Бессознательное на сцене не будет занимать какого-то особого места. С нас достаточно путаницы, которую оно вызывает сначала у автора, потом у режиссера, актеров и, наконец, у зрителей. Тем хуже для сторонников аналитического метода, сюрреалистов и любителей всего душевного. Тем лучше для всех остальных. Пьесы, которые мы будем играть, не должны нуждаться в толкователе тайного смысла. Но это ничуть не помешает, скажете вы. Но избавит нас от необходимости давать ответ, возразим мы.
Добавим еще, чтобы было яснее, что мы не собираемся использовать бессознательное как таковое, что оно никогда не станет исключительной целью наших поисков, что только с учетом реального положительного опыта в этой области мы сохраним его с присущими ему чисто объективными чертами, но е полном соответствии с той ролью, которую бессознательное играет в повседневной жизни.
ТРАДИЦИИ, КОТОРЫМ СЛЕДУЕТ ТЕАТР «АЛЬФРЕД ЖАРРИ». Театр «Альфред Жарри» не станет перечислять все те случайные влияния, которые он мог испытать на себе (Елизаветинский театр, Чехов, Стриндберг, Фейдо и т. д.), он придерживается только тех образцов, бесспорных с точки зрения их желательного воздействия на нашу страну, которые дали китайский театр, негритянский театр Америки и советский театр15.
Относительно идей, которыми театр руководствуется: он вполне разделяет неподражаемые юмористические заветы «Короля Убю» и строго позитивный метод Раймона Русселя16.
Можно добавить, что подобное признание следует рассматривать скорее как дань уважения.
РЕЖИССУРА. Декорации и реквизит должны быть, как и прежде, реальны и конкретны. Они должны состоять из вещей и предметов, несущих отпечаток всего того, что нас окружает. Они должны сохранять способность при изменении порядка превращаться в новые фигуры. Освещение благодаря своим возможностям поможет сохранить исключительно театральный характер этой странной выставки вещей.

**Задача**. Продолжите, пожалуйста, текст о театре «Альфред Жарри» после его последнего предложения. Далее идет отдельный материал, не связанный с этим текстом.

**Имеющиеся данные**.
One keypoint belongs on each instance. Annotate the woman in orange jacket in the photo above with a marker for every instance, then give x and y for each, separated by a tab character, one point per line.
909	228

**Письменный ответ**.
Любое действующее лицо должно стремиться стать определенным типом. Мы дадим новое представление о театральном персонаже. Актеры могут состоять целиком из головы. Они могут изображать известных деятелей. У каждого из них будет свой собственный голос, меняющийся по силе от естественного звучания до предельно резкого ненатурального тона. Именно с помощью этого нового театрального звучания мы хотим выявлять и обнажать дополнительные и необычные эмоции.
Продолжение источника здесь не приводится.